Object pointing dataset records
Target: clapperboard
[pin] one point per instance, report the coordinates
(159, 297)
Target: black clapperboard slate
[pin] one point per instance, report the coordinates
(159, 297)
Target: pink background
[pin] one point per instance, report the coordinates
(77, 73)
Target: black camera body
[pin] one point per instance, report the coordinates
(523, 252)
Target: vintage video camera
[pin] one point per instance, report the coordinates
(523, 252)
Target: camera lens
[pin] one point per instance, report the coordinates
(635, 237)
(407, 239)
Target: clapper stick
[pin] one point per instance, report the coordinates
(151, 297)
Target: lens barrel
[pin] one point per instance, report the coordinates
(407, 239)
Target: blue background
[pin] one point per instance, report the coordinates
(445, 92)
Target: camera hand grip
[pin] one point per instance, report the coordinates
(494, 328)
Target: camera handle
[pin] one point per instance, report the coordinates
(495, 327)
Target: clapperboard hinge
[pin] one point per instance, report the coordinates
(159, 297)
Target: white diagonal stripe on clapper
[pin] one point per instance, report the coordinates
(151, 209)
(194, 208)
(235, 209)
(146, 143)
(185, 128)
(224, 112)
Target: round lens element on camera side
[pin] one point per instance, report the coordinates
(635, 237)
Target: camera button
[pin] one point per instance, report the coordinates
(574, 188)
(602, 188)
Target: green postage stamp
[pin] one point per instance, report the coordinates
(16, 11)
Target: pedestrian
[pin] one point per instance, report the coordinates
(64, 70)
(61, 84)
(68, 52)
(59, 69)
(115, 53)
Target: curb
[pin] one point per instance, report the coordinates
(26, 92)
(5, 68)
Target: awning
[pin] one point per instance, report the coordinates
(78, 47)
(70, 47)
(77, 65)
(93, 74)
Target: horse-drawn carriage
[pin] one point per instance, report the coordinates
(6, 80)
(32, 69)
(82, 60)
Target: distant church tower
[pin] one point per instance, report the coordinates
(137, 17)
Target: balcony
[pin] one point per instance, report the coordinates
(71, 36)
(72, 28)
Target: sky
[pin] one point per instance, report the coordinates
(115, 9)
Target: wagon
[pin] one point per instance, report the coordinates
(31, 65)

#### To be done:
Rewrite all of the records above, replacing every "report the coordinates" with "list the coordinates" and leaving everything else unchanged.

#### Result of the task:
Target: clapperboard
[pin] one point per instance, list the coordinates
(159, 297)
Target: black clapperboard slate
[pin] one point per instance, list the coordinates
(159, 297)
Target: pink background
[pin] one point per instance, list the coordinates
(77, 73)
Target: black camera body
[pin] one point per instance, list the coordinates
(523, 252)
Target: vintage video camera
[pin] one point per instance, list the coordinates
(523, 252)
Target: camera lens
[pin] one point per instance, list the coordinates
(635, 237)
(407, 239)
Target: clapper stick
[pin] one point per instance, list the coordinates
(151, 297)
Target: lens barrel
[pin] one point per instance, list the coordinates
(407, 239)
Target: blue background
[pin] one point per instance, list the coordinates
(445, 92)
Target: camera hand grip
[pin] one point per instance, list the coordinates
(494, 328)
Target: camera handle
[pin] one point per instance, list the coordinates
(495, 327)
Target: clapperboard hinge
[pin] one point per instance, list the coordinates
(159, 297)
Target: white diagonal stripe on clapper
[pin] one point per instance, list the coordinates
(151, 209)
(194, 208)
(235, 209)
(146, 143)
(185, 128)
(224, 112)
Target: round lens element on camera side
[pin] one point per instance, list the coordinates
(635, 237)
Target: camera button
[pin] one point per instance, list the coordinates
(574, 188)
(602, 188)
Target: green postage stamp
[pin] one point per instance, list the coordinates
(16, 11)
Target: pedestrian
[pin] one point per instance, list the coordinates
(64, 70)
(61, 84)
(68, 52)
(59, 69)
(115, 53)
Target: curb
[pin] one point per instance, list the coordinates
(26, 92)
(5, 68)
Target: awning
[pin] one point per instance, list the coordinates
(78, 47)
(70, 47)
(77, 65)
(93, 74)
Target: horse-drawn carriage
[pin] one point per instance, list the coordinates
(6, 80)
(32, 69)
(82, 60)
Target: distant church tower
[pin] one point per instance, list the coordinates
(137, 17)
Target: balcony
[pin] one point per instance, list the coordinates
(71, 36)
(72, 28)
Target: sky
[pin] one point per instance, list the coordinates
(115, 9)
Target: wagon
[pin] one point per instance, list the coordinates
(31, 65)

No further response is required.